--- START DATA IN THIS EXERCISE ---

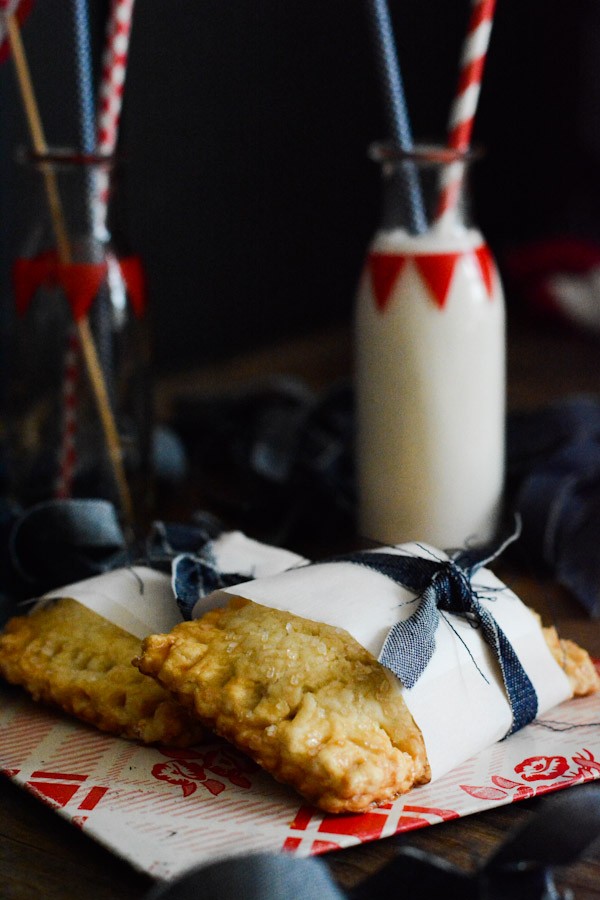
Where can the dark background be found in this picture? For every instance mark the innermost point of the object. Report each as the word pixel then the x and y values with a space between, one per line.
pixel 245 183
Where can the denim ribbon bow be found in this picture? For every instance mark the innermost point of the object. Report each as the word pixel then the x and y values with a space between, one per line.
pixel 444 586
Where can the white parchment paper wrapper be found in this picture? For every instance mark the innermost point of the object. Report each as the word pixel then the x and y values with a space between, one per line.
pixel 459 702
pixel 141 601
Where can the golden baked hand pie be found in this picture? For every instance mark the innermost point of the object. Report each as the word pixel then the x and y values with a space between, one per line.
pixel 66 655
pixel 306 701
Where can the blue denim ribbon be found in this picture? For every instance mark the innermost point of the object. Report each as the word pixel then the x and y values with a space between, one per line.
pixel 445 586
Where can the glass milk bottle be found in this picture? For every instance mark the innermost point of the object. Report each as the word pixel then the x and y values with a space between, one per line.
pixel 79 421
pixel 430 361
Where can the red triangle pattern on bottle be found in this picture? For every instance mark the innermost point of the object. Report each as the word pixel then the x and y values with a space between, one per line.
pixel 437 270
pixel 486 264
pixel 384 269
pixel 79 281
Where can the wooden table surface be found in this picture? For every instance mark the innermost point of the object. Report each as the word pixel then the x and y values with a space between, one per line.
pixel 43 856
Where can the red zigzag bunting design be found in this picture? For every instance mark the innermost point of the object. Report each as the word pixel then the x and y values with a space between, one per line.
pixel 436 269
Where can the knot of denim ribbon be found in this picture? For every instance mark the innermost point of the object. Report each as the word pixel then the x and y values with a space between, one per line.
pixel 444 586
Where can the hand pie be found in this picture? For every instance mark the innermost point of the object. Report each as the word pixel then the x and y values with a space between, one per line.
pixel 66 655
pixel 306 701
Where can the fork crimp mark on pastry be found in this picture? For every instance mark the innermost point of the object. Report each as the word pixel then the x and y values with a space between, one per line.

--- END DATA IN THIS EXERCISE ---
--- START DATA IN THIS EXERCISE ---

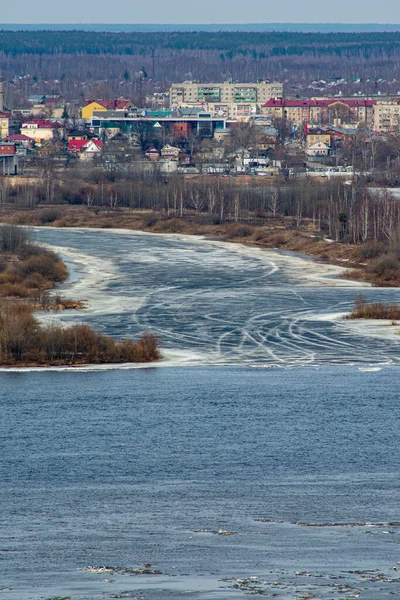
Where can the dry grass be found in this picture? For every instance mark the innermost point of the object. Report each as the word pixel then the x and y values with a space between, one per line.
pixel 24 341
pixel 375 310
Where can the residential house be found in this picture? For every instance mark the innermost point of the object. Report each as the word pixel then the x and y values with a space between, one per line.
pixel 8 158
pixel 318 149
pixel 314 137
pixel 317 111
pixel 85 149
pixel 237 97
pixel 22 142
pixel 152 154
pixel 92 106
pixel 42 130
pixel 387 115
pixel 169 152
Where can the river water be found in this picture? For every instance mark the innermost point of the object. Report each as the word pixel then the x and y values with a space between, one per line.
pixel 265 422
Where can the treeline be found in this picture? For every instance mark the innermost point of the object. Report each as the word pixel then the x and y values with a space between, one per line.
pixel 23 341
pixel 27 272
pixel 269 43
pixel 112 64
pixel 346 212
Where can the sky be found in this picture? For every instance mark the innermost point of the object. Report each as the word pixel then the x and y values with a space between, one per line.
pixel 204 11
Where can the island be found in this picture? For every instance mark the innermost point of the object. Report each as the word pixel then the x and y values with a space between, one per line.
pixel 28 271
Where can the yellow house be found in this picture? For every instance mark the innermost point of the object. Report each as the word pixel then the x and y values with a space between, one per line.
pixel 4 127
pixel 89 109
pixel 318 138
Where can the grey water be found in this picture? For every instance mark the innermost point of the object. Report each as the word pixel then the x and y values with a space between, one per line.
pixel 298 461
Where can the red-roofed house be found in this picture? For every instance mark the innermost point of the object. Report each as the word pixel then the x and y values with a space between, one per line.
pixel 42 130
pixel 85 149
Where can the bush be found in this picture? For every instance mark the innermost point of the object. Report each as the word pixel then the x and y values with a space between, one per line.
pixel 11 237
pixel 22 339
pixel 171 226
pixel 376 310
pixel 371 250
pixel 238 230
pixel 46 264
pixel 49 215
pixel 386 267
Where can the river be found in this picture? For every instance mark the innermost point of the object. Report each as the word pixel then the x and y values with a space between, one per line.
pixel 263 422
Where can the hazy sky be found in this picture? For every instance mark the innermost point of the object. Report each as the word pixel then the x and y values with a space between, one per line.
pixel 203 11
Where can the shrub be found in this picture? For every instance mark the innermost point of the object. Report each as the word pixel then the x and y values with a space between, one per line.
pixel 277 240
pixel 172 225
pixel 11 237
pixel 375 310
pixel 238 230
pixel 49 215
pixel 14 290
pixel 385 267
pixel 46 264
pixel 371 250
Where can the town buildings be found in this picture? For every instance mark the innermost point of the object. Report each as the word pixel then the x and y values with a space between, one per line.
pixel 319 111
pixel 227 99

--- END DATA IN THIS EXERCISE ---
--- START DATA IN THIS EXERCISE ---

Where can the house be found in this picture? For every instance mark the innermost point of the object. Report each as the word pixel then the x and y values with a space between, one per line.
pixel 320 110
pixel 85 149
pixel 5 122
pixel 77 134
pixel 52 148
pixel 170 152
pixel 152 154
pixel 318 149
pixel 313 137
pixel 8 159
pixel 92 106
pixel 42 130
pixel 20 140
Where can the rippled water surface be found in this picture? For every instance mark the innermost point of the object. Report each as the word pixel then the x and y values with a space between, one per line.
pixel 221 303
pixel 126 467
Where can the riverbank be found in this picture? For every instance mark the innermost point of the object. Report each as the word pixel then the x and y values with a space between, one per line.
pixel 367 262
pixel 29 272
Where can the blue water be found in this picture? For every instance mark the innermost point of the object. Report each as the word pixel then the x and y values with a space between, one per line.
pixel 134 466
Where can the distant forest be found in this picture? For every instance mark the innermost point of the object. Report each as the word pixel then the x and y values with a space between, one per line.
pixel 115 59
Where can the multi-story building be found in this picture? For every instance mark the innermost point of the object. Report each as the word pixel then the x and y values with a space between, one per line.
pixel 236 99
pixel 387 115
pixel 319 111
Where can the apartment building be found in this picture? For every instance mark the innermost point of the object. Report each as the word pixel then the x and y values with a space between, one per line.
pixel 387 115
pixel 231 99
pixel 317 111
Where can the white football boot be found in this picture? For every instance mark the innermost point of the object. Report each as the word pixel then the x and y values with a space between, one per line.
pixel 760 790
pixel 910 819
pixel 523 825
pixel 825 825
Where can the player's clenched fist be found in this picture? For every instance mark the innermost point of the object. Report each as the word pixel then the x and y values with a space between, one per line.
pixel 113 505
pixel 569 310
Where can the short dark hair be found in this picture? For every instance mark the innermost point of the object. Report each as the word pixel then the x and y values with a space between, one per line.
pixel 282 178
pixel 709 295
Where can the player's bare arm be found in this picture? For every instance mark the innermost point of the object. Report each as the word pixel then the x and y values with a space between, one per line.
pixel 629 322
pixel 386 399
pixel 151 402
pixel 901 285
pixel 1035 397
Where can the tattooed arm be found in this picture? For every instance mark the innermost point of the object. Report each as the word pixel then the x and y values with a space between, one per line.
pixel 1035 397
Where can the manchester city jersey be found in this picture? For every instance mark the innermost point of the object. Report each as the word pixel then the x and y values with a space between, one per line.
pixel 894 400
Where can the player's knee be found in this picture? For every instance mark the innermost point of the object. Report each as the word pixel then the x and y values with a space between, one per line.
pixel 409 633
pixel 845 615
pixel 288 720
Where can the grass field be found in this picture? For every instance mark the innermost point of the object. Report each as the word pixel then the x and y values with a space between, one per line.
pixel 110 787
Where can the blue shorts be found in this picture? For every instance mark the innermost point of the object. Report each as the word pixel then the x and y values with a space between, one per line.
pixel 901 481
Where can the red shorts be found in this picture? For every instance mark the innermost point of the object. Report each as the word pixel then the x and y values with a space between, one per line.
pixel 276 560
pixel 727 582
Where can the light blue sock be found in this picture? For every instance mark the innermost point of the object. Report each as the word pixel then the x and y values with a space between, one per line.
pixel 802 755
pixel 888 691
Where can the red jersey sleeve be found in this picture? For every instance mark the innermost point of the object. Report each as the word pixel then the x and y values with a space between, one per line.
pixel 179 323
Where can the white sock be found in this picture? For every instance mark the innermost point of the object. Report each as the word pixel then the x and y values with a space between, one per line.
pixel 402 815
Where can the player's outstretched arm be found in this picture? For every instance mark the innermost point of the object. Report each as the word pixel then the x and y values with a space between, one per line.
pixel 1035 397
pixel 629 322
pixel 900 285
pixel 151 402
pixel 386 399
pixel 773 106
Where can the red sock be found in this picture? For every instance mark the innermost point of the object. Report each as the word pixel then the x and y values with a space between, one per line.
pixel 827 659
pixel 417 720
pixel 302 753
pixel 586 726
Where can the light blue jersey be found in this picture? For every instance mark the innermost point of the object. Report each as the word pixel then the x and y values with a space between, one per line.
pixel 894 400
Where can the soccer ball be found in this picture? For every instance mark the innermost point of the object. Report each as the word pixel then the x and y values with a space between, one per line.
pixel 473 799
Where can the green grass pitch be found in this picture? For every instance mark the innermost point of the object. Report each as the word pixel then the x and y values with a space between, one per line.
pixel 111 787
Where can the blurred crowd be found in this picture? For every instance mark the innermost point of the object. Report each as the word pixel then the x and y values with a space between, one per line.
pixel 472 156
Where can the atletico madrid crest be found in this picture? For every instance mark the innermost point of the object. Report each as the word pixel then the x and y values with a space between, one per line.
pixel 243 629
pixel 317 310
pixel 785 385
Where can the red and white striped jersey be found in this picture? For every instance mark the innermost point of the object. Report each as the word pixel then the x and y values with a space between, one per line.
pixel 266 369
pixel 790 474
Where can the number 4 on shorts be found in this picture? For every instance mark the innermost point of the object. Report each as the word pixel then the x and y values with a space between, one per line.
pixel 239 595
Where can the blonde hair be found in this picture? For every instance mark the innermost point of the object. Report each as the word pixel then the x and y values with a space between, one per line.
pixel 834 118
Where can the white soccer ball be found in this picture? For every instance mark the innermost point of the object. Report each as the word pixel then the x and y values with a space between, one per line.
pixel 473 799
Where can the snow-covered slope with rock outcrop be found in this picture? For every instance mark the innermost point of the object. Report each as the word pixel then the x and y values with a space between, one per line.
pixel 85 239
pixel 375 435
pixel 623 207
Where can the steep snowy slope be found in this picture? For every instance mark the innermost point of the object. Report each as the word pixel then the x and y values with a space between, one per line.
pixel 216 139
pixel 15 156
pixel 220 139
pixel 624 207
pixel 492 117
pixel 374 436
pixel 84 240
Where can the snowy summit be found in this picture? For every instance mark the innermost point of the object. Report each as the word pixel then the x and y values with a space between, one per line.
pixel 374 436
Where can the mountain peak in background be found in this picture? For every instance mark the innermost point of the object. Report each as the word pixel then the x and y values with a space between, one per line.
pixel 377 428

--- END DATA IN THIS EXERCISE ---

**TASK INSTRUCTIONS:**
Rescale the part of the listing starting at the line containing "Where can the dark" and ending at the line containing "pixel 245 183", and write out every line in that range again, requests included. Multiply each pixel coordinate in the answers by 1.4 and round to whole numbers, with halves rounding up, and keep the request wording unchanged.

**FINAL ANSWER:**
Where can the dark background be found in this picture? For every instance mark the innermost point of the object. Report each as the word pixel then the x and y values with a space between, one per line.
pixel 343 256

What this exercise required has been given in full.